• REQUIREMENTS
Find the line that contains "Mark a point on each instance of the hand". Repeat that line and all lines following it, exactly, through the end of the listing below.

[Data listing]
--

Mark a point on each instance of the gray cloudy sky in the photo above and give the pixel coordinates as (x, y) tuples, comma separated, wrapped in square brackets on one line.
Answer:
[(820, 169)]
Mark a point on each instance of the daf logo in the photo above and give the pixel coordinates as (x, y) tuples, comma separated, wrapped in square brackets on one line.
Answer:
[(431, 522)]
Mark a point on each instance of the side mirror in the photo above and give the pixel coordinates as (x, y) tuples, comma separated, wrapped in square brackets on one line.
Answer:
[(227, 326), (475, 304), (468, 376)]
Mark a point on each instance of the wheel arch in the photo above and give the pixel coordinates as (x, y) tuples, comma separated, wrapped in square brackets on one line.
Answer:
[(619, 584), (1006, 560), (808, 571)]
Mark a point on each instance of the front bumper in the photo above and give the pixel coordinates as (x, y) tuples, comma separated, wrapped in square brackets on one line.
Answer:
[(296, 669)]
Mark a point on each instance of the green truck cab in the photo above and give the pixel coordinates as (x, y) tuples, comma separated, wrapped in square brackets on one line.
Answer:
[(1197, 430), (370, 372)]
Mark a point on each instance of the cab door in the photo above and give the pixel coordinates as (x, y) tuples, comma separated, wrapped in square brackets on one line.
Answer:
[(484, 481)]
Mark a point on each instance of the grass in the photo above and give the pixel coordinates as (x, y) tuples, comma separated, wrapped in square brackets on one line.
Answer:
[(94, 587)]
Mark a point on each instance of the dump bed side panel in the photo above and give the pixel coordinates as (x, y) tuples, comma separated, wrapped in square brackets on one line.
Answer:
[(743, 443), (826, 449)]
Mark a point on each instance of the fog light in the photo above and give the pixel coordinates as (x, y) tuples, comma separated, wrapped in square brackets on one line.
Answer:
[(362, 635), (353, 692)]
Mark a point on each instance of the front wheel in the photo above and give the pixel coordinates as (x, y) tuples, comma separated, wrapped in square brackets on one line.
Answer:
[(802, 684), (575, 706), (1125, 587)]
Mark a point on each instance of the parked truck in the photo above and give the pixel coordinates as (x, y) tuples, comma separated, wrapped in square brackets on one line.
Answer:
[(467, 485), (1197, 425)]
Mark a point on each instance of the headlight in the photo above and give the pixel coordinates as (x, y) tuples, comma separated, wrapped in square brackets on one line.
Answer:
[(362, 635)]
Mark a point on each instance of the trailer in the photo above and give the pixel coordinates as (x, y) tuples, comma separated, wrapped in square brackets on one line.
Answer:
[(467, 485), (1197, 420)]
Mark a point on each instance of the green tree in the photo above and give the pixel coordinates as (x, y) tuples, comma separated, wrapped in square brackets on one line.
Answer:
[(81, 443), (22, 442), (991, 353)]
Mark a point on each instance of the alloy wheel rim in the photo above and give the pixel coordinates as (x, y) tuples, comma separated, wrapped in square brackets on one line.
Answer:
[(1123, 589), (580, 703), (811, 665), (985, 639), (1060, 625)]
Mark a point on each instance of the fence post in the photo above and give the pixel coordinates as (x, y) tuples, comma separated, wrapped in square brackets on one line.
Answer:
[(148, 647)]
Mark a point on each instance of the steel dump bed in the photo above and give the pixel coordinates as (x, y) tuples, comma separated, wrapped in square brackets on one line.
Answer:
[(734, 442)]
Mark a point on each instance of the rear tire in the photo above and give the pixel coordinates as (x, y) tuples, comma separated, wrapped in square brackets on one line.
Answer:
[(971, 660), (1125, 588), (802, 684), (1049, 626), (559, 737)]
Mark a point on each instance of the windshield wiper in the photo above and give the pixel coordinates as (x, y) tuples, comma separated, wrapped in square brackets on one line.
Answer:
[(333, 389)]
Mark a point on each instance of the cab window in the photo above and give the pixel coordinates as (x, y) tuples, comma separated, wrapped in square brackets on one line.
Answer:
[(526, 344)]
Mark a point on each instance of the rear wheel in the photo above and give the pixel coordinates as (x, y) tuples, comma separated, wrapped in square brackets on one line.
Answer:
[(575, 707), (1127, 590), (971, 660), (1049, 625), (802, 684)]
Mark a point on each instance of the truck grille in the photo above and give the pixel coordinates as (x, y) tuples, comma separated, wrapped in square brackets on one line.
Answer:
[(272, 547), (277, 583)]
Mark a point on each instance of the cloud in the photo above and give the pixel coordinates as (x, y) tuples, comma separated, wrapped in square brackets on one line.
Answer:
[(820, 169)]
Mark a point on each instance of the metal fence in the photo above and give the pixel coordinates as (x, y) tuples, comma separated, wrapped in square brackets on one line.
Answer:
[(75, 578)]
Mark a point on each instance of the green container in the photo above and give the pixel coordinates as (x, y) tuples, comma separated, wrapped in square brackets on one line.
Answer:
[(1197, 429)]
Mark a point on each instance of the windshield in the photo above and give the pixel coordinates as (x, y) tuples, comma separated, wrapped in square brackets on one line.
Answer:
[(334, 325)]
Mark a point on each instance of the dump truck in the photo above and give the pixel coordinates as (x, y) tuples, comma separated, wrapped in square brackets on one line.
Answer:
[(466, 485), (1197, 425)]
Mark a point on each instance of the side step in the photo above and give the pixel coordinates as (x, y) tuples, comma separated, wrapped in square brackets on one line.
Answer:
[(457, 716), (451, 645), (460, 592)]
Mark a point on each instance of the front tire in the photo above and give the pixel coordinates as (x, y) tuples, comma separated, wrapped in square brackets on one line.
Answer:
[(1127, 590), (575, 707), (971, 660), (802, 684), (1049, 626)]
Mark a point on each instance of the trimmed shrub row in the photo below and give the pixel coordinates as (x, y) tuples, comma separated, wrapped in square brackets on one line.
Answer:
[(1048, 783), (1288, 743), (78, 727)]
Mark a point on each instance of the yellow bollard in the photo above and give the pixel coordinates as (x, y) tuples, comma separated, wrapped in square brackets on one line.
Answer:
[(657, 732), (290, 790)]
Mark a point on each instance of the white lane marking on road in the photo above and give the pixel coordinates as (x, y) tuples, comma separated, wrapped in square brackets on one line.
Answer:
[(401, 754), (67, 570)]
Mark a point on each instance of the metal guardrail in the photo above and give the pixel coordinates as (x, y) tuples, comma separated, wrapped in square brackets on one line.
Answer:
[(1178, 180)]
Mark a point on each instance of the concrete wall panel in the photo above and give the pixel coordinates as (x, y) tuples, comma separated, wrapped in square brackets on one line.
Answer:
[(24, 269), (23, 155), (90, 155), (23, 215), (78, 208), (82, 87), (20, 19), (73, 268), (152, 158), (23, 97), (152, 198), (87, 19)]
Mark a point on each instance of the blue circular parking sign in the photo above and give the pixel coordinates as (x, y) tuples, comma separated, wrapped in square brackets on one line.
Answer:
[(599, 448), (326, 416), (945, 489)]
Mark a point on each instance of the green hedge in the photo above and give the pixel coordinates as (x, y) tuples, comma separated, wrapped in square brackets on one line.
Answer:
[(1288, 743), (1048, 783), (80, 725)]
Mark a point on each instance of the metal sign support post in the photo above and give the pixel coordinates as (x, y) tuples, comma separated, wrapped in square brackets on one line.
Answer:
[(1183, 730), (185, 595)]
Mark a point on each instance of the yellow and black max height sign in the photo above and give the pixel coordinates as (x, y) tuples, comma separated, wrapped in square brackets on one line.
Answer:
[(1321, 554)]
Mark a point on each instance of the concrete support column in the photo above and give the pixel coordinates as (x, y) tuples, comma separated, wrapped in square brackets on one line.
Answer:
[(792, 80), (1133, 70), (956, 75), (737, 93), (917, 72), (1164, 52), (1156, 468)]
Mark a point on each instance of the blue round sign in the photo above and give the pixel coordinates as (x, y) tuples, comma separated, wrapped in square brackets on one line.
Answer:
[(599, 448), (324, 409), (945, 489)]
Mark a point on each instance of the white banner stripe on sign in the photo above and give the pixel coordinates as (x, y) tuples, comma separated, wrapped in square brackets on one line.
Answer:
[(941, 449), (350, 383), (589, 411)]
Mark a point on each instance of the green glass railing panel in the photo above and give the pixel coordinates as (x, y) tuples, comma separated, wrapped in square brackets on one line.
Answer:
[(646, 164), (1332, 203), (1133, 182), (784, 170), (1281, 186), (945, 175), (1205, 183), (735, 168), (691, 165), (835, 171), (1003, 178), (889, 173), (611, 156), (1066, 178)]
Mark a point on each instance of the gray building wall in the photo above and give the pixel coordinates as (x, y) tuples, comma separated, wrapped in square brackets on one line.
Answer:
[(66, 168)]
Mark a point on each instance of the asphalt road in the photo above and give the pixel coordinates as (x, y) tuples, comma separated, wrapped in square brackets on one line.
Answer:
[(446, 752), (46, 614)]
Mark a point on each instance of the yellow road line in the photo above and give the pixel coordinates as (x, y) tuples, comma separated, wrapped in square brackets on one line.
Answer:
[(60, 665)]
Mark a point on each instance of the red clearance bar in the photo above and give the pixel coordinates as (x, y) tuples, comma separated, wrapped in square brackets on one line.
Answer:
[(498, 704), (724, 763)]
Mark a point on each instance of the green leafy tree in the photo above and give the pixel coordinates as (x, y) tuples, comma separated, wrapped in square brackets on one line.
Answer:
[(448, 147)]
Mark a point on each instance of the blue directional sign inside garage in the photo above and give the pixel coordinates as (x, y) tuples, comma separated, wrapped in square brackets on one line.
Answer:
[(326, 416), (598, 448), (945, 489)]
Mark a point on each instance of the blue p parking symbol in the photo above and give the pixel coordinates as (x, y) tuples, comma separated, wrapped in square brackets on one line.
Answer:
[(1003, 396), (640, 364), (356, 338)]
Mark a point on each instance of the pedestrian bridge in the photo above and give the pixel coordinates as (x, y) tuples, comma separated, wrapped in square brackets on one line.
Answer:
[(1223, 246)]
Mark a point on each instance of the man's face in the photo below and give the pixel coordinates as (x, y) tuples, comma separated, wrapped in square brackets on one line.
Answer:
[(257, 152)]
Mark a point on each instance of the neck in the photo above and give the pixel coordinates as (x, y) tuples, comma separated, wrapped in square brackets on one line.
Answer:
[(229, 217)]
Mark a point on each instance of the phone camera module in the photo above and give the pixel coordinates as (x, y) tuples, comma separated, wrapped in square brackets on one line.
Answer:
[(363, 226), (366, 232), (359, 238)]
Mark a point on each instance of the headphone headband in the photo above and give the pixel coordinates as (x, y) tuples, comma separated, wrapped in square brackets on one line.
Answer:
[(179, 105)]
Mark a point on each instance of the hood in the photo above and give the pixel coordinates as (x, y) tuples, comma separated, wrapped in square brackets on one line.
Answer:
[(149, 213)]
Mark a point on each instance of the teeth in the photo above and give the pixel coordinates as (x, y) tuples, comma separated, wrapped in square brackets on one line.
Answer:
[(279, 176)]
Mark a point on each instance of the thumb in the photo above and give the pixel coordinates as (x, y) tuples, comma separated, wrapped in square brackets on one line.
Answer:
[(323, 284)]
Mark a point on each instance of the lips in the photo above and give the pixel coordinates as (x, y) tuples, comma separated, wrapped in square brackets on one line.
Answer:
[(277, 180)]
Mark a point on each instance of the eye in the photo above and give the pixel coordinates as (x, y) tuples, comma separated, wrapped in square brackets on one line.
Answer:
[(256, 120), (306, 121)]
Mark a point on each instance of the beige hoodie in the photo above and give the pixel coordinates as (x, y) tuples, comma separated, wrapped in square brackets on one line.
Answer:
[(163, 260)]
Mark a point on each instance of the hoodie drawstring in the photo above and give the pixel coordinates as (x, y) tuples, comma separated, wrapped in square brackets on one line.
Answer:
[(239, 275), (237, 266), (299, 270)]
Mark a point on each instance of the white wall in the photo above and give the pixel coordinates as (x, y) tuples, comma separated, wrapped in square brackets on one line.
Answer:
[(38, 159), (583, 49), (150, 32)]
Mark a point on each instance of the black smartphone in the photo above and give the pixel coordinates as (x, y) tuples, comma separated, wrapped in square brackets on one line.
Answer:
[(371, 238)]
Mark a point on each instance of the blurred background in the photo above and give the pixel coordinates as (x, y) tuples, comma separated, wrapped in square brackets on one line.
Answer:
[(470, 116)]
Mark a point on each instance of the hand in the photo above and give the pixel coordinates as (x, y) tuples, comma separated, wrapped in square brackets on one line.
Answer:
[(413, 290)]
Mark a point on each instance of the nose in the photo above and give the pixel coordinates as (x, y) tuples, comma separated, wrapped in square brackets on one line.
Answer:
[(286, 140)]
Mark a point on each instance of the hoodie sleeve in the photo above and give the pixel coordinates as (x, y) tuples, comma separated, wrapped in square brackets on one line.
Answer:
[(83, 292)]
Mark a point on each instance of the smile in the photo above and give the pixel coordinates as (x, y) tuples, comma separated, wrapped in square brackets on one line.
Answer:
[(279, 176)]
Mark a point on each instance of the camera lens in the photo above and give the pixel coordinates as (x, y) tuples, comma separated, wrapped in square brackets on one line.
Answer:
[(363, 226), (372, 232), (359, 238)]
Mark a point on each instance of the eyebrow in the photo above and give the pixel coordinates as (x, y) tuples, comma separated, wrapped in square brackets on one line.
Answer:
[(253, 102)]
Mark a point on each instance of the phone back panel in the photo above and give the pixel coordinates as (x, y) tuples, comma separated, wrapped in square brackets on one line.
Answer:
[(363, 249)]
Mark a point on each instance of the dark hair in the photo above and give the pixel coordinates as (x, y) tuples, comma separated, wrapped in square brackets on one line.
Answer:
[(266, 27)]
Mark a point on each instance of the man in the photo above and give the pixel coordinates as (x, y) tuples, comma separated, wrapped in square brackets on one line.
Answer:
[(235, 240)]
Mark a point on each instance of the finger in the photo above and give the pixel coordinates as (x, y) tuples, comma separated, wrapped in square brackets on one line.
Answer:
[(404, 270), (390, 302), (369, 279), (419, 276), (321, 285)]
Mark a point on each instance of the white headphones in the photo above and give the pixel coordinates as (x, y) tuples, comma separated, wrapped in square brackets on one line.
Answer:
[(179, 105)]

--

• TASK OUTPUT
Mark a point on each instance of the hand in the photo above and give the pixel coordinates as (x, y) tuples, comma separated, wrapped in square brackets on one line.
Answer:
[(413, 290)]
Mark a point on each instance of the nose in the photo above and give the pixel coordinates as (x, y) tuples, comma separated, wrapped in square brackets on one line.
Answer:
[(286, 140)]
Mark a point on each instance of the hoodie sleeve in the photo above and give the pixel coordinates as (x, y) tuples, comma separated, wrapped in square brackets on one line.
Answer:
[(83, 292)]
Mark a point on each instance of the smile in the photo above and give the pixel coordinates as (x, y) tuples, comma separated, wrapped in square brackets on one line.
Answer:
[(279, 176)]
Mark a point on each instance of the camera lens in the photo above and give the pixel coordinates as (x, y) tuples, comma separated, wrapped in square brackets on one line.
Answer:
[(363, 226), (372, 232), (359, 238)]
Mark a point on each instance of the eyebrow in the photo above and give the pixel coordinates as (x, y) tuples, comma separated, wrapped in square brackets on one line.
Answer:
[(253, 102)]
Mark a point on each instance of the phone back panel in the photo above and give the pixel coordinates as (x, y) tuples, comma separated, wrapped in square brackets on one line.
Answer:
[(363, 249)]
Mark a point on each instance of the dark hair in the photo above and give the pixel coordinates as (x, y) tuples, comma separated, wrapped in square brackets on one line.
Answer:
[(266, 27)]
Mark a point on each instance of the man in the photo above and give the pixel coordinates as (x, y) tuples, comma separated, wrapped in square brackets on one line.
Answer:
[(235, 240)]
Mark a point on each instance of the finger in the photo above and give the pixel coordinates as (x, y) tuples, comma separated, wrapped in square brackets on one line.
Answer:
[(404, 270), (390, 302), (369, 279), (419, 276), (321, 285)]
Mark a point on each instance of the white headphones in the photo above and give the pixel coordinates as (x, y) tuples, comma separated, wrapped in square brackets on one line.
Answer:
[(179, 105)]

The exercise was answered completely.